§ THE PROBLEM
Can you rewrite all the items below as a numbered list, omitting any blank lines?

[start SOURCE RECORDS]

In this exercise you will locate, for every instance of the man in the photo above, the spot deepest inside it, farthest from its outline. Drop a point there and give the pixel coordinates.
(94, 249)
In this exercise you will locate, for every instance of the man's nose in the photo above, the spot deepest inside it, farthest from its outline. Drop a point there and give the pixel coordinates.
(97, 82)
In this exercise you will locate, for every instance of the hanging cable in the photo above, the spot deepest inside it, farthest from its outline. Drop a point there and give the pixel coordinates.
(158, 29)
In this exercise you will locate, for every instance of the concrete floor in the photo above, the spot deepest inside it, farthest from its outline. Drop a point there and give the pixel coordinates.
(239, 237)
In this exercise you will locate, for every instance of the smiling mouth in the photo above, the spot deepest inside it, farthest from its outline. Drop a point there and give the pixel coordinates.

[end SOURCE RECORDS]

§ ANSWER TO THIS PROBLEM
1. In this exercise you will locate, for every instance of the man in the photo above, the spot deepest inside it, farthest from its outline. Drop a point there and give the pixel coordinates.
2. (94, 249)
3. In this exercise you will locate, for every instance of the man's nose in the photo above, the spot deepest inside it, farthest from its outline. Drop a point there and give the pixel coordinates.
4. (97, 82)
5. In this exercise you will locate, for every instance of the hanging cable in the photo above, the spot deepest inside it, farthest from its outline. Drop a point there and give the pixel coordinates.
6. (158, 29)
7. In this exercise you will locate, for every instance of the concrete floor in the photo above, the spot deepest inside it, farthest from its outline. Drop a point there and give the pixel coordinates.
8. (239, 237)
9. In this exercise you will locate, for every instance of the smiling mouth in the photo above, the spot deepest inside it, farthest from its outline. Drop a point there and give the pixel coordinates.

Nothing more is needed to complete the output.